» WRITTEN EXERCISE: Retype the lines below word for word, leaving out the pictures.

Excerpts from location labeling data

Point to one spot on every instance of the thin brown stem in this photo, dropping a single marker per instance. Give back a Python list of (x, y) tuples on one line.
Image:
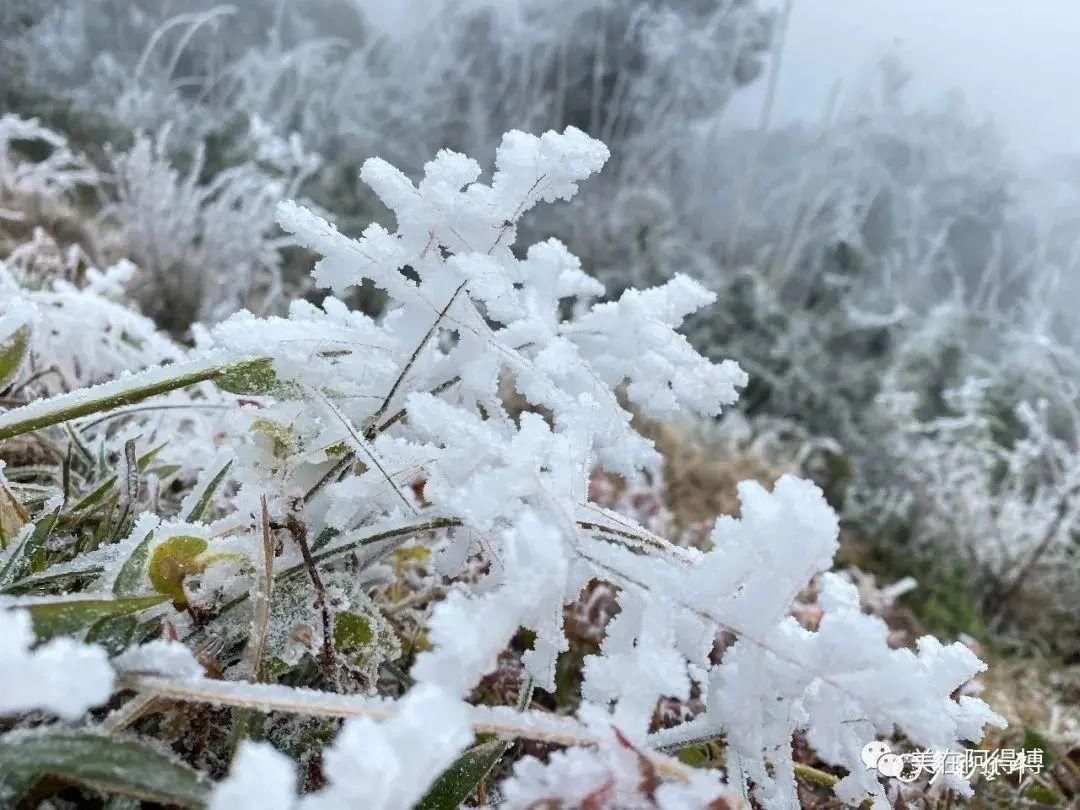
[(370, 429), (299, 532)]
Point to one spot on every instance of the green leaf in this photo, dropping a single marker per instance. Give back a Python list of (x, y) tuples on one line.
[(130, 579), (255, 378), (45, 582), (102, 764), (69, 616), (94, 497), (461, 779), (351, 632), (13, 351), (200, 508), (29, 557)]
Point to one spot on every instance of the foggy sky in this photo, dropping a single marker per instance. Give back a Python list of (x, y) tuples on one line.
[(1016, 62)]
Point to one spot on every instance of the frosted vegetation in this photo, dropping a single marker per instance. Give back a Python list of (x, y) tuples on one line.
[(296, 518)]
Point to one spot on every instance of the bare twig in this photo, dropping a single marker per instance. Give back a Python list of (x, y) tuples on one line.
[(299, 532), (260, 616), (372, 427)]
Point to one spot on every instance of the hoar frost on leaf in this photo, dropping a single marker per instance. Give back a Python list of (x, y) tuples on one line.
[(379, 766), (358, 435)]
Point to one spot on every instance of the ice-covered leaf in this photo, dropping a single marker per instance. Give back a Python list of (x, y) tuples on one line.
[(99, 764)]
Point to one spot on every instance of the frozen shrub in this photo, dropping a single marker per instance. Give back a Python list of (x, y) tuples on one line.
[(205, 248), (355, 442)]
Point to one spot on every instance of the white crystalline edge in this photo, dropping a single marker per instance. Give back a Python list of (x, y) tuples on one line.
[(62, 676)]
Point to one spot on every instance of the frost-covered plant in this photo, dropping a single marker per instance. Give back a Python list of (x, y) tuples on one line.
[(359, 441), (57, 174), (997, 490), (205, 248), (59, 334)]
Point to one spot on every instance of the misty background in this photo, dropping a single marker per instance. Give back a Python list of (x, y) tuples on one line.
[(893, 239)]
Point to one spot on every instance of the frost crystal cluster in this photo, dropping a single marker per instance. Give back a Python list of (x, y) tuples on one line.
[(464, 422)]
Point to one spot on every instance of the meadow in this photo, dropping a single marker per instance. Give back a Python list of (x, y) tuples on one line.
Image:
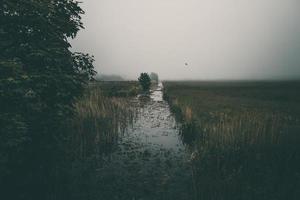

» WRITTEN ANSWER:
Point to one spot on every instance of the thin brown stem in this photo, dropping a single marker per instance. Give back a Python list of (x, y) tuples on one line.
Image:
[(370, 429), (299, 532)]
Point to one spot on every instance of the green leaf in this photo, dropping a single marker per instance. Give back a Python list of (x, y) tuples on one line.
[(130, 579), (255, 378), (45, 582), (102, 764), (69, 616), (94, 497), (461, 779), (351, 632), (13, 351), (200, 508), (29, 557)]
Point to one spot on every instance of the foggy sky in this photo, dropping a single marker per instance. Give back a Python list of (x, y) tuples on one line.
[(1016, 62)]
Point to one spot on every instance of the frosted vegetation in this photo, dropping a single marker per instance. Give back a Python list of (x, y) tuples on one line.
[(296, 518)]
Point to one spot on every instance of the bare twig in this photo, dropping a single marker per instance. Give back a Python list of (x, y) tuples on one line.
[(299, 532), (260, 616), (372, 427)]
Point to one spot on every instance of the hoar frost on leaf in this photo, dropping a single marker per instance. Give back a Python list of (x, y) tuples on one line.
[(379, 766), (358, 435)]
Point to one spot on every instance of the ice-covered leaf in this photo, dropping a single marker per instance. Give back a Python list of (x, y) tuples on one line.
[(99, 764)]
Point to one spot on every instance of the frozen shrub in this photo, dropping a single marker per instance. Give back a Python list of (x, y) tuples on one line.
[(205, 248), (355, 442)]
Point to one spot on every instance of the white crystalline edge in this photo, dropping a single marker per instance. Give back a Python list of (x, y) tuples on one line.
[(62, 676)]
Point to one spot on every instance of the frost-covered plant in this photo, dropping a single marker per instance. Give back a Python list of (x, y) tuples on one line.
[(359, 441), (57, 174), (997, 490), (205, 248), (59, 334)]
Point to one spot on every instance of the misty background in this photo, dropping a single marker per instance. Give back a Python list of (x, y) tuples on one line.
[(893, 239)]
Point to one spot on every instance of the frost crystal cluster in this photo, dropping a single marker per instance. Give back a Python list of (x, y) tuples on one line.
[(464, 422)]
Point to one spot on every instance of the meadow in this photo, dropping a single marker per instance. Give back a Python list of (x, y) tuples on one line.
Image:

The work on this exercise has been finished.